* Data for coordinate labeling:
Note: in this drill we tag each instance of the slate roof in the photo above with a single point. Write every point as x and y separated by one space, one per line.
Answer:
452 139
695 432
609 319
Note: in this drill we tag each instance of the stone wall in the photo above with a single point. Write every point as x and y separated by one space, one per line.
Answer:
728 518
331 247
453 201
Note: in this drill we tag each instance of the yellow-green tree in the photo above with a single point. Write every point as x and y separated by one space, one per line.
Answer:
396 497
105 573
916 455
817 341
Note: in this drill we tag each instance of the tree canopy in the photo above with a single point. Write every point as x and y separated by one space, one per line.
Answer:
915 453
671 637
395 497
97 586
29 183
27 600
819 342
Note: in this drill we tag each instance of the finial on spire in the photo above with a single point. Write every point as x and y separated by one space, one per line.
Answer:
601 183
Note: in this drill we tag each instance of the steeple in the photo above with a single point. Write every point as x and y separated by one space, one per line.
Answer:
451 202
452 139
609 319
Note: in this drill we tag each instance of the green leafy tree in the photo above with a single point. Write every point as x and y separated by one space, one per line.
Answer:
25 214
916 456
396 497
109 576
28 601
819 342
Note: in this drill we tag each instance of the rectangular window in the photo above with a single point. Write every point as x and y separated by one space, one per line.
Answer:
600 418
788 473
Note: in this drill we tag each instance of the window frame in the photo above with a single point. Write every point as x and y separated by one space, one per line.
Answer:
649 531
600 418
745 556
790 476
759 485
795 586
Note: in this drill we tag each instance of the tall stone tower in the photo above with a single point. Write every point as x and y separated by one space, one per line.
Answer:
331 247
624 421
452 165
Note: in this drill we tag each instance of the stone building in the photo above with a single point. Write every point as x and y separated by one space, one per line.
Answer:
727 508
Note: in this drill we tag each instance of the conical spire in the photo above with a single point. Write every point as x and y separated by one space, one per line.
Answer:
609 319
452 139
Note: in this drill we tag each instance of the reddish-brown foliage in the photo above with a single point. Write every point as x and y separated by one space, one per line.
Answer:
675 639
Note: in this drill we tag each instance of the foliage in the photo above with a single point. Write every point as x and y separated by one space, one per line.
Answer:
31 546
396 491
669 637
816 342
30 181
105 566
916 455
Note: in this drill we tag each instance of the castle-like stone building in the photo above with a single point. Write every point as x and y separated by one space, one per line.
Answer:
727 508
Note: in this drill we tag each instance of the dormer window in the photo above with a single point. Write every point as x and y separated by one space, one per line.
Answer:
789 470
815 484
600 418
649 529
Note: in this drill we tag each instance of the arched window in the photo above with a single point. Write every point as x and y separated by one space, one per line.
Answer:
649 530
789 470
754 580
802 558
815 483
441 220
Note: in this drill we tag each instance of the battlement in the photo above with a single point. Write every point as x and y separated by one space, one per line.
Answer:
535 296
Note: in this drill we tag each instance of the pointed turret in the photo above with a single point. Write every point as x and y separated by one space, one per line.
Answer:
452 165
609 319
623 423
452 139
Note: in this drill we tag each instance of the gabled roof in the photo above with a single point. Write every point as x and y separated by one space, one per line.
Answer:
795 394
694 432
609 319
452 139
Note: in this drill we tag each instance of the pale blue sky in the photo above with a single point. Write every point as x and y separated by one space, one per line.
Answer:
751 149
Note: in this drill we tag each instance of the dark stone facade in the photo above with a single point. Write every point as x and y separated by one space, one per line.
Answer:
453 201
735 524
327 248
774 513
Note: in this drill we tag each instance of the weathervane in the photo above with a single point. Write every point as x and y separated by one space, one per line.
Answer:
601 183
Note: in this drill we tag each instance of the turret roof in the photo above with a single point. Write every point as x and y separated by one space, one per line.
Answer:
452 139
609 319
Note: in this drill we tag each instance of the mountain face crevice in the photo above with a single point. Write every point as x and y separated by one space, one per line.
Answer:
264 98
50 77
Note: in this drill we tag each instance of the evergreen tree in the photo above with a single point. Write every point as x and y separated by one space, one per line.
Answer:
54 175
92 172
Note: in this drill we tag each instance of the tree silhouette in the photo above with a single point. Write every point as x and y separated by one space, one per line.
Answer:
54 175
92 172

* Aim of the exercise:
Render all of the data above as a numbered list with one line per item, leaving out any blank lines.

* Solution to this task:
1. Note: in this drill we tag each instance of the slate roof in the photo above with a single point. Write every point as x and y separated by one space, one per line.
2. Answer:
3. 452 139
4. 695 432
5. 609 319
6. Note: in this drill we tag each instance of the stone wall in the photo above with a single point. Write every point as x and y separated by one space, one per line.
7. Answer:
8. 728 518
9. 331 247
10. 453 201
11. Note: in this drill we tag each instance of the yellow-green tree in the photo above with a single point. Write every point as x and y separated by one space, one per line.
12. Answer:
13. 396 497
14. 105 573
15. 916 455
16. 817 341
17. Note: in this drill we tag each instance of the tree canopy in the photo above with a single point. Write every point as x and y separated by one space, one per line.
18. Answer:
19. 915 453
20. 671 637
21. 395 497
22. 97 586
23. 29 183
24. 27 600
25. 819 342
26. Note: in this drill we tag each instance of the finial on spire in the photo above with a single point. Write every point as x and y separated by one space, one per line.
27. Answer:
28. 601 183
29. Note: in this drill we tag each instance of the steeple in the photo above with a single point. Write every point as x and y separated by one space, one per line.
30. Answer:
31. 451 202
32. 452 139
33. 609 319
34. Note: in this drill we tag each instance of the green leafy tree in the photo above with a single point. Write every point as x and y separated by one space, one per line.
35. Answer:
36. 25 214
37. 916 456
38. 396 497
39. 109 576
40. 28 601
41. 819 342
42. Note: in this drill we tag each instance of the rectangular window in the photo above with a single point. Write every point as x and y separated by one space, one per line.
43. Answer:
44. 600 418
45. 788 473
46. Note: in this drill we tag each instance of the window frame in the photo above with a single point. Write every point as x and y separated by one space, one per line.
47. Answer:
48. 649 531
49. 600 418
50. 745 556
51. 790 476
52. 759 485
53. 795 586
54. Note: in this drill we tag each instance of the tall stone tower in the photo above with a single point. Write every point as x and y separated by one space, one per line.
55. Answer:
56. 331 247
57. 624 421
58. 452 165
59. Note: in this drill we tag each instance of the stone building in the photo above with a single point. Write every point as x and y separated by one space, one per line.
60. Answer:
61. 727 508
62. Note: in this drill we tag each instance of the conical spire in the photo above with a single point. Write every point as x and y separated by one space, one per line.
63. Answer:
64. 609 319
65. 452 139
66. Note: in this drill we tag each instance of the reddish-brown foliage in the photo above with a single point. Write every point as x and y separated by one space, one per line.
67. Answer:
68. 675 639
69. Note: in this drill we tag each instance of the foliage in the photo above with a single point. Write every point as x and y separated by one space, one per line.
70. Answer:
71. 31 546
72. 396 491
73. 669 637
74. 816 342
75. 30 181
76. 105 566
77. 916 455
78. Note: in this drill we tag each instance of the castle-like stone building in the photo above with a single point. Write every point as x and y separated by one space, one per line.
79. Answer:
80. 727 508
81. Note: in this drill we tag each instance of the dormer window in the photo above with a single point. Write every point as x and y separated by one space, one per line.
82. Answer:
83. 789 470
84. 815 484
85. 600 418
86. 649 529
87. Note: in this drill we tag each instance of the arched window in the photo above with a single point. Write every point as x and y separated by one space, one per line.
88. Answer:
89. 649 530
90. 789 470
91. 754 580
92. 802 558
93. 815 483
94. 441 220
95. Note: in this drill we tag each instance of the battlement in the photo above with a single point. Write every point as x and y separated by one space, one per line.
96. Answer:
97. 535 296
98. Note: in this drill we tag each instance of the pointed turret in the photo above with a single point. Write every point as x and y separated by one space, one per line.
99. Answer:
100. 452 165
101. 609 319
102. 623 423
103. 452 139
104. Note: in this drill we tag each instance of the gabled roof in the photo above with a single point. Write every point as x and y separated by one space, one per line.
105. Answer:
106. 795 394
107. 694 432
108. 609 319
109. 452 139
110. Note: in this drill we tag each instance of the pale blue sky in the photo above with a single point. Write every point as x and y separated by one space, one per line.
111. Answer:
112. 751 149
113. Note: in this drill we tag each instance of the dark stone facade in the photo above with a single point. Write every point as x and y separated by one space, one per line.
114. Answer:
115. 453 201
116. 735 524
117. 327 248
118. 774 513
119. Note: in this drill we tag each instance of the weathervane in the photo above with a single point. Write every point as x and y separated by one space, one per line.
120. Answer:
121. 601 183
122. Note: in this drill we tag each instance of the turret roof in the photo above with a single point. Write every point as x and y separated by one space, one per line.
123. Answer:
124. 452 139
125. 609 319
126. Note: in this drill we tag each instance of the mountain face crevice in the photo above with a single point. Write every point as x and y separated by one space, one per line.
127. Answer:
128. 264 98
129. 50 77
130. Note: in this drill we tag each instance of the evergreen tree in the photo above with a single point. Write every point as x and y separated by one space, one per line.
131. Answer:
132. 54 175
133. 92 172
134. Note: in this drill we tag each instance of the tree silhouette in the photo above with a single point. Write every point as x and y separated by one space, one per line.
135. Answer:
136. 54 175
137. 92 172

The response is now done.